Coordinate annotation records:
* * *

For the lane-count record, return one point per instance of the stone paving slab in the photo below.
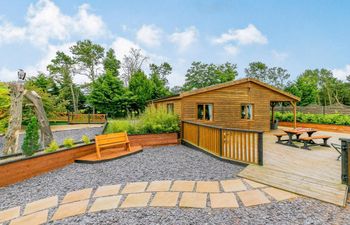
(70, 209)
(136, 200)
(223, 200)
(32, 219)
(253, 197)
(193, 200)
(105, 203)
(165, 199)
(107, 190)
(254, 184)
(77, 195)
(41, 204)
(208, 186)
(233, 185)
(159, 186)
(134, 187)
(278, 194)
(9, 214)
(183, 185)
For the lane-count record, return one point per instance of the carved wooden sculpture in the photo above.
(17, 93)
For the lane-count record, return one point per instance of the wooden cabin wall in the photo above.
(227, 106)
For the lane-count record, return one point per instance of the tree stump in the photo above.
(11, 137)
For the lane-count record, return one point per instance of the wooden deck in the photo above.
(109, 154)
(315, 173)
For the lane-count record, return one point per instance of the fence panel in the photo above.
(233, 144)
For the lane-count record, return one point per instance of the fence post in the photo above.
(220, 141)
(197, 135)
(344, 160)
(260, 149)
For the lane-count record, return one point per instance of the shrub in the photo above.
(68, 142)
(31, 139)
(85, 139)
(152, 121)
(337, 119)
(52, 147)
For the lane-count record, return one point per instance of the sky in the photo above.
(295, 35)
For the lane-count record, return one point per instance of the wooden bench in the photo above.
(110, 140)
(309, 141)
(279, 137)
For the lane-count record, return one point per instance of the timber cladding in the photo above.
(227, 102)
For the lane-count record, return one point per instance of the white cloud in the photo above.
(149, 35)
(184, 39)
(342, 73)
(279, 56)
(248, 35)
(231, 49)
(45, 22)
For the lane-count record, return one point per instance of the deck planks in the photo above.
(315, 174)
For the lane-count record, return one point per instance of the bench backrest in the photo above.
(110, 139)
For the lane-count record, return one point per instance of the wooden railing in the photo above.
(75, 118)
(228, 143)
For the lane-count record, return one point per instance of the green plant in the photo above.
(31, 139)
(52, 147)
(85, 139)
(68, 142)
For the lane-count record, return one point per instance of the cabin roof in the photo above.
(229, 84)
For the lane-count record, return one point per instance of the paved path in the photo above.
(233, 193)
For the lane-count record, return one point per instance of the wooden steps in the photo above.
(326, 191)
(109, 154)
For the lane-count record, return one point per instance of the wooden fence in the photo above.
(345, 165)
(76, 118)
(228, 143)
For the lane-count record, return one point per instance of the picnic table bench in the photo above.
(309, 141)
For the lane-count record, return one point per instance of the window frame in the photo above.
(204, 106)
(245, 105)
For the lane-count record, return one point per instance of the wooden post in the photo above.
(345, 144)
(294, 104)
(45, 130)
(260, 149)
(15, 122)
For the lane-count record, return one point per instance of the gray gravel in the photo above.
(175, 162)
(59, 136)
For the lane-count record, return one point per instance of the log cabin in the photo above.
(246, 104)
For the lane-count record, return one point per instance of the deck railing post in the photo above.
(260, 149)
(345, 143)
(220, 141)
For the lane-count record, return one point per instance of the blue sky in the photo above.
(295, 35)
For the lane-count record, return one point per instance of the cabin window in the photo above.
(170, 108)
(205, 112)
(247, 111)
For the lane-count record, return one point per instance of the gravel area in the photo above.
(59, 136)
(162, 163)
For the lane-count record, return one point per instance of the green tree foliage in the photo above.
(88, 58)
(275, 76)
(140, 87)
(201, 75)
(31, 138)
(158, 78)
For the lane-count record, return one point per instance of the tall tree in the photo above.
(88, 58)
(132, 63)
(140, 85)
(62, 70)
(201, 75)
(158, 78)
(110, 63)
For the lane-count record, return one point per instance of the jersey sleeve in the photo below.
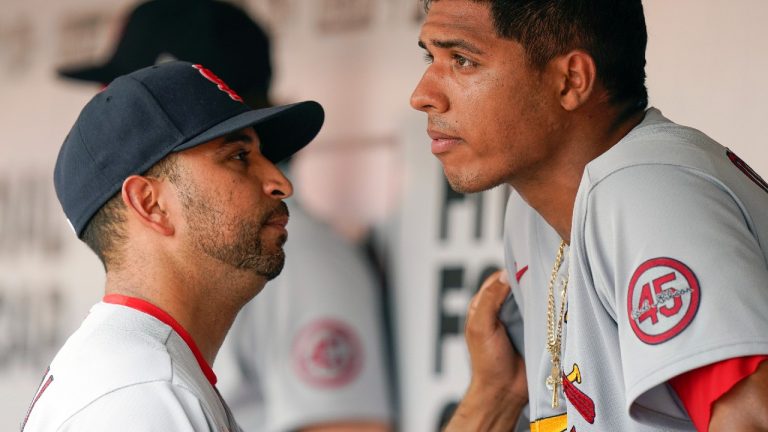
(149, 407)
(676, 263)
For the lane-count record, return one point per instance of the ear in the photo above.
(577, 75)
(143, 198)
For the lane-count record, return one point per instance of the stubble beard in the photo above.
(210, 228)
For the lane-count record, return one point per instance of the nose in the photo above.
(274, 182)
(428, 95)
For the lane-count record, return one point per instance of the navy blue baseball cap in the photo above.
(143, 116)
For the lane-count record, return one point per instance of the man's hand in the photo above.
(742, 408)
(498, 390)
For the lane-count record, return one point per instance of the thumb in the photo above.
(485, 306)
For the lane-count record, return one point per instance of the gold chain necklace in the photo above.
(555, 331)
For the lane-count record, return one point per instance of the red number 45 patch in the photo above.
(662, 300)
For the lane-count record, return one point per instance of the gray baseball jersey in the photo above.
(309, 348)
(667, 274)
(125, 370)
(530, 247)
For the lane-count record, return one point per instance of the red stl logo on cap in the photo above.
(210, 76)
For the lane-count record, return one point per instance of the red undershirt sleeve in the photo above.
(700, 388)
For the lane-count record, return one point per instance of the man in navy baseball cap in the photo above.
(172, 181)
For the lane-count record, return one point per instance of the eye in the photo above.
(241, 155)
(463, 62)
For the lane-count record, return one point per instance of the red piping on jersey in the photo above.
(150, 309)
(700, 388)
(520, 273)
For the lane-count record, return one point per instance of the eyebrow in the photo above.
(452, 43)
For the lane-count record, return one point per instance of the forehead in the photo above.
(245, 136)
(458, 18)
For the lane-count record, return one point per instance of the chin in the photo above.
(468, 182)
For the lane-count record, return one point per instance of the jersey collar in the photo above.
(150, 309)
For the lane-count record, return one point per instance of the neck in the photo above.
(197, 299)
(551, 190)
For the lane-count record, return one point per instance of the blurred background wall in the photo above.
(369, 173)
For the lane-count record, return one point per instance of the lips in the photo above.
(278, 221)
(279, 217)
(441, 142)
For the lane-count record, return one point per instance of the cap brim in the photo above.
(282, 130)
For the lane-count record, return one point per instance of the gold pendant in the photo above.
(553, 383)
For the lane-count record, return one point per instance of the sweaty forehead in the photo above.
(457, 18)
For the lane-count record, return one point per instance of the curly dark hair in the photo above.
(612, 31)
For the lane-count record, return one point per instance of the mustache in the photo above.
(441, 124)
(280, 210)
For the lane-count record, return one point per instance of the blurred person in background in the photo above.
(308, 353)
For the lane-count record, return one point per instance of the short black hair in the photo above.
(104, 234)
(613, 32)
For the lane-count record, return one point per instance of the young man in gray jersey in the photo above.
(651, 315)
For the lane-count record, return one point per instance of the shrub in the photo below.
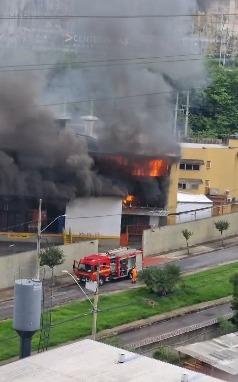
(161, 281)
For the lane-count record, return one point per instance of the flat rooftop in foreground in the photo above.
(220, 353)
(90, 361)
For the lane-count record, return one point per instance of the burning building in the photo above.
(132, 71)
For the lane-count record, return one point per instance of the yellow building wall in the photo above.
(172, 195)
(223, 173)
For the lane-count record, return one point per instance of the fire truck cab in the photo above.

* * *

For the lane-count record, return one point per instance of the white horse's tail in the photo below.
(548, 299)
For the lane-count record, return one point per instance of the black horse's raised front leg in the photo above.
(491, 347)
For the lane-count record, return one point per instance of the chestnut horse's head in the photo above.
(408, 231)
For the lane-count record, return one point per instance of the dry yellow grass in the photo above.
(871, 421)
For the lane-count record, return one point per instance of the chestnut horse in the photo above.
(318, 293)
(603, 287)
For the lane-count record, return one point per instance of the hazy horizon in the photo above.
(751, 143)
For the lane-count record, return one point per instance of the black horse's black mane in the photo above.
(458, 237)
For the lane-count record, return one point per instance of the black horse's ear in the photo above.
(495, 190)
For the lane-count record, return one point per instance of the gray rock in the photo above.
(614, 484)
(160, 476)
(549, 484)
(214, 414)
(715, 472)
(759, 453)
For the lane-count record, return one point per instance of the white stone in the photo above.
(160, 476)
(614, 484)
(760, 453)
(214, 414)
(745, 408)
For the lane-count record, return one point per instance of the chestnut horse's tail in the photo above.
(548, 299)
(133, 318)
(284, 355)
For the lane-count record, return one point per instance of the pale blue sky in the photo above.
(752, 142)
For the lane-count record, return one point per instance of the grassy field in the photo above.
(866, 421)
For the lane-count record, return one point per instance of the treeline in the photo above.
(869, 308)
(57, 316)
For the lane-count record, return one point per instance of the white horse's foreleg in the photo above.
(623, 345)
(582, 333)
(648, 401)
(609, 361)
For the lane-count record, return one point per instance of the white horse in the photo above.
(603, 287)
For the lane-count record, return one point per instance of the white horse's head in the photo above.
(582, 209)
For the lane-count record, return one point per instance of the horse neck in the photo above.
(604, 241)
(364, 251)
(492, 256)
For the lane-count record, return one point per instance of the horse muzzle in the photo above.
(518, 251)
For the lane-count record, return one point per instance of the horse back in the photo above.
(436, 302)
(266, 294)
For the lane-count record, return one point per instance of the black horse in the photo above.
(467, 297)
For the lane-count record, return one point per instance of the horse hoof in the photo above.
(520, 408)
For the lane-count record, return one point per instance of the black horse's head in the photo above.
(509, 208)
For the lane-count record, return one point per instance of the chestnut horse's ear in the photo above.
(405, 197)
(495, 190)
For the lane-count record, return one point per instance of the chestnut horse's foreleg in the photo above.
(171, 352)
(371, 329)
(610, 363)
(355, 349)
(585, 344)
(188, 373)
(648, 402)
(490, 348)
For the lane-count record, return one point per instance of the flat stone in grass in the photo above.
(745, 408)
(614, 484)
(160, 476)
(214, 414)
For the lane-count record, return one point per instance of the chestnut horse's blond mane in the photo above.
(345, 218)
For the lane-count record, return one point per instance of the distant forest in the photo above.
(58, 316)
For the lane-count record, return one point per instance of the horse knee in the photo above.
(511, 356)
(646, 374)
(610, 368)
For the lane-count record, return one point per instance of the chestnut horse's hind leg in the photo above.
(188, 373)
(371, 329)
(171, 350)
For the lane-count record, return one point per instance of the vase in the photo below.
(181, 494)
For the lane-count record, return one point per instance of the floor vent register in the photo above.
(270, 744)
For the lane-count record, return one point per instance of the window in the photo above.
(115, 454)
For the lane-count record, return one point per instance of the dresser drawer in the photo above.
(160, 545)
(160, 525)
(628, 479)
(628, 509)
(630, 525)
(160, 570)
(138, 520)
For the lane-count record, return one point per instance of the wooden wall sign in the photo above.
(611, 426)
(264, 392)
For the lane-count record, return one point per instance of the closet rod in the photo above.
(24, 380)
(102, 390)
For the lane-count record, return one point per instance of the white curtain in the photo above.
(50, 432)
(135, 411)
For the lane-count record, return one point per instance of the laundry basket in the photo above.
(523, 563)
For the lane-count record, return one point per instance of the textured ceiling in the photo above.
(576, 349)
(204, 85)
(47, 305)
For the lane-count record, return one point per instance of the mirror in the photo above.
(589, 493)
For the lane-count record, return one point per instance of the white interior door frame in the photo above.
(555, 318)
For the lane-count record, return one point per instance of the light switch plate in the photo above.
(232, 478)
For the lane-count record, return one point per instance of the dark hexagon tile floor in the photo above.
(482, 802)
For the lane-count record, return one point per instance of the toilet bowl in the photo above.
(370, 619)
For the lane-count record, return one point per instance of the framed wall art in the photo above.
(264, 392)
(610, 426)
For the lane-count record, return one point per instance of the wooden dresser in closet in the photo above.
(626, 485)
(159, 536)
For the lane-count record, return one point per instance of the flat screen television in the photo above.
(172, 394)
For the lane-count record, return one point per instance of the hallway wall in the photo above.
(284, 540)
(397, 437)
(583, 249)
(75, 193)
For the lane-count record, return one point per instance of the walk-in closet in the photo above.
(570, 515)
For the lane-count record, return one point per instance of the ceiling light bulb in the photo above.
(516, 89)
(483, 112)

* * *

▸ **GIVEN REQUEST**:
Extract every line in the material above that contains the word "yellow", and list those lines in their original order.

▸ **TASK SOLUTION**:
For the lane-count record, return one point per instance of the yellow building wall in the photo above.
For the lane-count record, return one point per instance of the dry yellow grass in the photo above.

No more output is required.